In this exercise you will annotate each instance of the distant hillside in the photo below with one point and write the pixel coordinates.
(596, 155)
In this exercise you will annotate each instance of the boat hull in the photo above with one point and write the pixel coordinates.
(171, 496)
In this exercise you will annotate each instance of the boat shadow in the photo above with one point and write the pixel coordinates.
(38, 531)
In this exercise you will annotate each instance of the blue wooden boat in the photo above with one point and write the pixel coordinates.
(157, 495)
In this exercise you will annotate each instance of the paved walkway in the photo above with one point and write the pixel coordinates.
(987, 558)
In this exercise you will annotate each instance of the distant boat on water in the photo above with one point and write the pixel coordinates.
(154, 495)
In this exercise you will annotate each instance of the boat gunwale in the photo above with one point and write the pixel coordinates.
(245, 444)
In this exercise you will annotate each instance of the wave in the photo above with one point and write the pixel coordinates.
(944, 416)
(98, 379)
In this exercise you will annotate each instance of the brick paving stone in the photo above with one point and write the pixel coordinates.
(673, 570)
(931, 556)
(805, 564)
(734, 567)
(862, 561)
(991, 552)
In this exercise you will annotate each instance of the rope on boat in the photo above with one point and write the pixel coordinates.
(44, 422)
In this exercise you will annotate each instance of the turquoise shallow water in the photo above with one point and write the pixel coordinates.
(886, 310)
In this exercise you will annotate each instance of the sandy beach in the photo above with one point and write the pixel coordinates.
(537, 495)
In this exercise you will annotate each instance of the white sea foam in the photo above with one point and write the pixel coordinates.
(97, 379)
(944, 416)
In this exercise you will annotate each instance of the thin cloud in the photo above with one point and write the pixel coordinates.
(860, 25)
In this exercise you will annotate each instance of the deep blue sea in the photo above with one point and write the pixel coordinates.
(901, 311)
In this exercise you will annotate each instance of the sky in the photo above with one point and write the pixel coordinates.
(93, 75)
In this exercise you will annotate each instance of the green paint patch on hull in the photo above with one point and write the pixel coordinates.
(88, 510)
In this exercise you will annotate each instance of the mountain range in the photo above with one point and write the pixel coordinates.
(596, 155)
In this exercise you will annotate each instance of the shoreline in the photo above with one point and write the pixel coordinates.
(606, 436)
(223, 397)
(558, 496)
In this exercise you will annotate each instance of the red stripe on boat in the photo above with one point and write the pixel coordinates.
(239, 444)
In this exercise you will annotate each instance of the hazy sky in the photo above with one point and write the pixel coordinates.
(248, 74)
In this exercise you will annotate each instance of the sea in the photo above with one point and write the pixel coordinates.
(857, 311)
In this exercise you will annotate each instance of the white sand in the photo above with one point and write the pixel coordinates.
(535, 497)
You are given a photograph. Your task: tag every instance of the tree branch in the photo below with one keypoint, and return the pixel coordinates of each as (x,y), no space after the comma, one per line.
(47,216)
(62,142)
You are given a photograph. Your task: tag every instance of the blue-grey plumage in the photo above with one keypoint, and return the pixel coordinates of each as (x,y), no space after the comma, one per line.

════

PROBLEM:
Return the material above in full, exactly as it appears.

REPLY TO THE EXERCISE:
In this exercise you will annotate each instance of the distant hillside in the photo below with one point and write the pixel coordinates.
(596, 155)
In this exercise you will annotate each instance of the boat hull in the photo above with one point and write the pixel coordinates.
(171, 496)
In this exercise you will annotate each instance of the boat shadow in the photo above with one point and write the pixel coordinates.
(38, 531)
In this exercise you will annotate each instance of the blue wooden boat in the photo above with one point and write the pixel coordinates.
(157, 495)
In this exercise you will annotate each instance of the paved walkway in the photo above with one point and write the pixel coordinates.
(987, 558)
In this exercise you will annotate each instance of the distant boat on water in the photo above with one point and write the pixel coordinates.
(154, 495)
In this exercise you will annotate each instance of the boat gunwale in the photo above with one point and write the pixel coordinates.
(245, 444)
In this exercise you will annotate each instance of the wave in the photo above with one point and write the pixel coordinates.
(944, 416)
(98, 379)
In this exercise you will annotate each instance of the brick paving stone in the photo above with one point and write the pixel coordinates.
(673, 570)
(931, 556)
(805, 564)
(734, 567)
(862, 561)
(991, 552)
In this exercise you will annotate each instance of the rope on boat in the photo above with one point and write the pixel coordinates.
(44, 422)
In this exercise you will annotate each instance of the turquoise shallow water in the photo above with one point and write the pixel coordinates.
(886, 310)
In this exercise you will annotate each instance of the sandy beach in the photo above with one point and write the pixel coordinates.
(537, 495)
In this exercise you will annotate each instance of the white sea foam in the photo above with one point and write the pixel coordinates.
(97, 379)
(944, 416)
In this exercise you will annotate each instance of the thin cloud in the photo above with one point and write the pixel coordinates.
(860, 25)
In this exercise you will annotate each instance of the deep blue sea in the photo above with one point and write the pixel coordinates.
(901, 311)
In this exercise you will annotate each instance of the sky in the photo above with one point and write the pixel coordinates.
(93, 75)
In this exercise you will annotate each instance of the green paint patch on hull in the photo above with one point and write the pixel coordinates.
(88, 510)
In this exercise you will annotate each instance of the mountain range in the photo above with one point and write the pixel coordinates.
(596, 155)
In this exercise you will annotate each instance of the shoreline in the photo above with one point and write the pixel coordinates.
(606, 436)
(223, 397)
(558, 496)
In this exercise you will annotate each instance of the red stripe on boat in the photo above with one point and write the pixel coordinates.
(239, 444)
In this exercise you will annotate each instance of the hazy sky in the photo above with one point and write the pixel coordinates.
(248, 74)
In this exercise you will annotate each instance of the sea in the photo above with one point and write the pixel coordinates.
(857, 311)
In this exercise you will annotate each instance of the white sand in the photo above with one point and write the pixel coordinates.
(535, 497)
You are given a photograph. Your task: tag every instance of the tree branch in the photo below with one keypoint, and return the pixel coordinates of each as (x,y), no space after the comma, one per line.
(47,216)
(62,142)
You are given a photograph. Your task: tag every instance of the blue-grey plumage in the photo above with one keypoint, and return the pixel coordinates of each as (x,y), no space after the comma, one per line.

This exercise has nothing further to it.